Natural-language object grounding data
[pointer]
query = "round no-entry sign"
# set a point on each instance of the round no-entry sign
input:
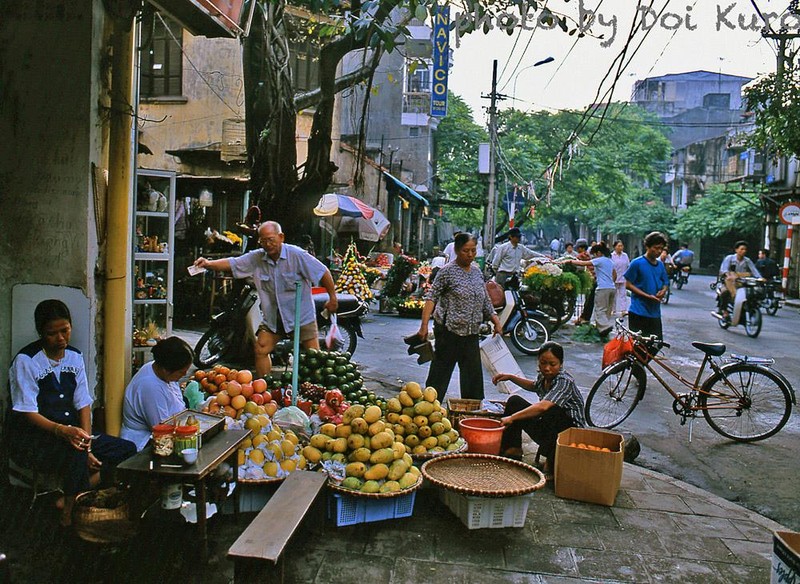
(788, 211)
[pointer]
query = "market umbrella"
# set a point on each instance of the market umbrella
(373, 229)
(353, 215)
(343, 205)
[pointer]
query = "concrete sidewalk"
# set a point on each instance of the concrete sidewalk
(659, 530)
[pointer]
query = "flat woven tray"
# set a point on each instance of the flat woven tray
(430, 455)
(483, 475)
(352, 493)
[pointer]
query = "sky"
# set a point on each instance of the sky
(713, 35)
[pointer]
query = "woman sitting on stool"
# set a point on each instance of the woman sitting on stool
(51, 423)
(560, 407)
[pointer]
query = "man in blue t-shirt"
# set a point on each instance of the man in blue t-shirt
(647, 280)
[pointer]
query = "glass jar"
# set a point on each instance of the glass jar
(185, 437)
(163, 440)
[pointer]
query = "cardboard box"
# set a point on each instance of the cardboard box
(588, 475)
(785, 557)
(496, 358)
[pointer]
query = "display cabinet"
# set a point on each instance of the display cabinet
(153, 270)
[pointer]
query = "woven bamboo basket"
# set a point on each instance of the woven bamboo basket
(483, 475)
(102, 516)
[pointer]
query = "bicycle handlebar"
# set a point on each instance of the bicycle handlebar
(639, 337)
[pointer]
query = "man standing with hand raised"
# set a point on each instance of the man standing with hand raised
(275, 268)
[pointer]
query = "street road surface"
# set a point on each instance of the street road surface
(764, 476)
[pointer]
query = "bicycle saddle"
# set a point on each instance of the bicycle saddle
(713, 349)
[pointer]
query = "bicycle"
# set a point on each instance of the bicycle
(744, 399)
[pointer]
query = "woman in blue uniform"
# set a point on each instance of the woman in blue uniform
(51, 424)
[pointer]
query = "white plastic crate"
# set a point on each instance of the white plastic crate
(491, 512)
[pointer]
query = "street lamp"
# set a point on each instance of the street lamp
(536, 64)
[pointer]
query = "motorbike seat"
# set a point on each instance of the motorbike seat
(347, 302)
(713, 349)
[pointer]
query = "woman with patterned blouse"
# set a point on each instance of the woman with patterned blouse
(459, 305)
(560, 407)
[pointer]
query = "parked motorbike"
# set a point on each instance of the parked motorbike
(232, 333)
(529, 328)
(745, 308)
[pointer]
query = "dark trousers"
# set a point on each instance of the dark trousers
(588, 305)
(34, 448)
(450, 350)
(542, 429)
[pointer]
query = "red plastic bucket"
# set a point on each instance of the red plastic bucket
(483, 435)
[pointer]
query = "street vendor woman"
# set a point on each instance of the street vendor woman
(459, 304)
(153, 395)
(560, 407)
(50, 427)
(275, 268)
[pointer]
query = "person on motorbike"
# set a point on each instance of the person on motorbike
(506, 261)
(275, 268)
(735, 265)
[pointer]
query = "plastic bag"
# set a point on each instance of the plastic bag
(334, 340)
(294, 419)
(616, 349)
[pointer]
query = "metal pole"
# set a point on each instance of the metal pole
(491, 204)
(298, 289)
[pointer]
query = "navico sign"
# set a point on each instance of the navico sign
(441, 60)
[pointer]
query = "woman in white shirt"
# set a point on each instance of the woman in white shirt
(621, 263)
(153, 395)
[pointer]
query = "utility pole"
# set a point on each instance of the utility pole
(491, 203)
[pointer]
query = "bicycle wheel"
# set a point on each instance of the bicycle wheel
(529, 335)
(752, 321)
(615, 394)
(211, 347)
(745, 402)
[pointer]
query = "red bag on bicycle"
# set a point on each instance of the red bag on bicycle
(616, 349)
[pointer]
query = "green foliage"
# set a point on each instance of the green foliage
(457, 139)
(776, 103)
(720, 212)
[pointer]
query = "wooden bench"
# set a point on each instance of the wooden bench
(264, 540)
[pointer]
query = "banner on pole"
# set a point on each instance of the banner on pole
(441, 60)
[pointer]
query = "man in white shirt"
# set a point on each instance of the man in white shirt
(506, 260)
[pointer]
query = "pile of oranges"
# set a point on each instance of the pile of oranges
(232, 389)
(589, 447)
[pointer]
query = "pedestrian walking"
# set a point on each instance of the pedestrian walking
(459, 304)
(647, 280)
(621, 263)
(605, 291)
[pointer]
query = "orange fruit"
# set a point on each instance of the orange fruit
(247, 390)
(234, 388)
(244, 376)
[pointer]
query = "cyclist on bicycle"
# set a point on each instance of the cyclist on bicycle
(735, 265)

Your task: Repeat every record above exactly, except the pictures.

Finished task:
[pointer]
query = "round no-entry sign"
# set a point on each instance of the round no-entry sign
input:
(788, 211)
[pointer]
query = "market umbrella"
# set a point on each instance of the market umbrella
(373, 229)
(353, 215)
(343, 205)
[pointer]
query = "concrete sidewalk"
# set a point on each instance of the concrete sidewalk
(659, 530)
[pointer]
query = "flat woven tray"
# set a point on each instance of the flat woven tray
(430, 455)
(483, 475)
(352, 493)
[pointer]
query = "sky"
# set a point on each instance of the sky
(713, 35)
[pointer]
query = "woman sitting on stool"
# set a point on each instance of the woman sitting on stool
(51, 423)
(560, 407)
[pointer]
query = "man in blue t-shirt"
# set a point on each instance of the man in blue t-shirt
(647, 280)
[pointer]
query = "glass jar"
# set a point on each instance of the glass jar
(185, 437)
(163, 440)
[pointer]
query = "cardboard box"
# set a point on each instance of the cardboard box
(588, 475)
(785, 557)
(496, 358)
[pointer]
query = "display cabinet"
# set a point on each instance of the display cabinet
(153, 270)
[pointer]
query = "woven bamboo basket"
# set a point on each instance of the woven bamboo basket
(483, 475)
(102, 516)
[pointer]
query = "bicycle handlebar"
# set a point on each instance of the bicycle handlebar
(639, 337)
[pointer]
query = "man standing with hand raised"
# set a point on each instance of the man standing with hand raised
(275, 268)
[pointer]
query = "street road surface"
# set a point on each instance of the street road surface
(764, 476)
[pointer]
query = "bicycle saddle"
# set a point on each instance of the bicycle saddle
(713, 349)
[pointer]
query = "bicycle"
# set a point on each instance of the bicycle
(744, 399)
[pointer]
query = "woman in blue uniform"
# set a point on each instance of the woman in blue uniform
(51, 424)
[pointer]
query = "white plastic crate"
# set a point on each instance of the white plastic crate
(491, 512)
[pointer]
query = "street lamp"
# set a point on each instance of the street lamp
(536, 64)
[pointer]
query = "motorbike seat"
# set a point on each instance of the motorbike seat
(347, 302)
(713, 349)
[pointer]
query = "woman with patterned blouse"
# set a point on each instance of the woman with patterned blouse
(459, 305)
(560, 407)
[pointer]
query = "parked motorbike"
# set a point on each instance of the parked motorbike
(232, 333)
(529, 328)
(745, 308)
[pointer]
query = "dark trousers"
# set a point on each instance of the dark trousers
(588, 305)
(34, 448)
(450, 350)
(542, 429)
[pointer]
query = "red plastic bucket"
# set a point on each instance of the red plastic bucket
(483, 435)
[pointer]
query = "street vendor woman"
# set a point on each instance of the street vendor woman
(459, 304)
(153, 395)
(560, 407)
(50, 427)
(275, 268)
[pointer]
query = "person on motorbike"
# set a point on each instance of the person on motorbike
(506, 261)
(275, 268)
(735, 265)
[pointer]
query = "plastic bag"
# set a point on each instance of the plastic bag
(334, 340)
(294, 419)
(616, 349)
[pointer]
query = "metal pole"
# set a point on each instance of the metal pole
(491, 204)
(298, 289)
[pointer]
query = "navico sign"
# set a point on each instance of the navico sign
(441, 60)
[pointer]
query = "woman in white shirt"
# set a point on each instance of the woman in white shirt
(621, 263)
(153, 395)
[pointer]
query = "utility pole"
# set a point on each instance of the utility pole
(491, 203)
[pointer]
query = "bicycle wheel"
# set a point on each instance of the bicycle wheel
(529, 335)
(752, 321)
(615, 394)
(211, 347)
(745, 402)
[pointer]
query = "red bag on bicycle"
# set a point on each instance of the red bag on bicycle
(616, 349)
[pointer]
query = "green foliage"
# set a point on each instance of the green foliage
(457, 139)
(776, 103)
(720, 212)
[pointer]
query = "wooden bench"
# set a point on each instance of the wooden bench
(264, 540)
[pointer]
query = "banner on pole"
# set a point on each instance of the banner on pole
(441, 60)
[pointer]
query = "man in white shirt"
# set a point on each instance of the man in white shirt
(506, 260)
[pointer]
query = "pile of oranges"
# set a point on each instance of the pile of oranges
(232, 389)
(589, 447)
[pointer]
query = "pedestrian walking"
# set a point on each instance of the pedestrian walking
(459, 304)
(647, 280)
(621, 263)
(605, 291)
[pointer]
query = "orange fruit"
# set a point on each instance of the orange fruit
(247, 390)
(234, 388)
(244, 376)
[pointer]
query = "cyclist on bicycle"
# set a point on each instance of the cyclist on bicycle
(735, 265)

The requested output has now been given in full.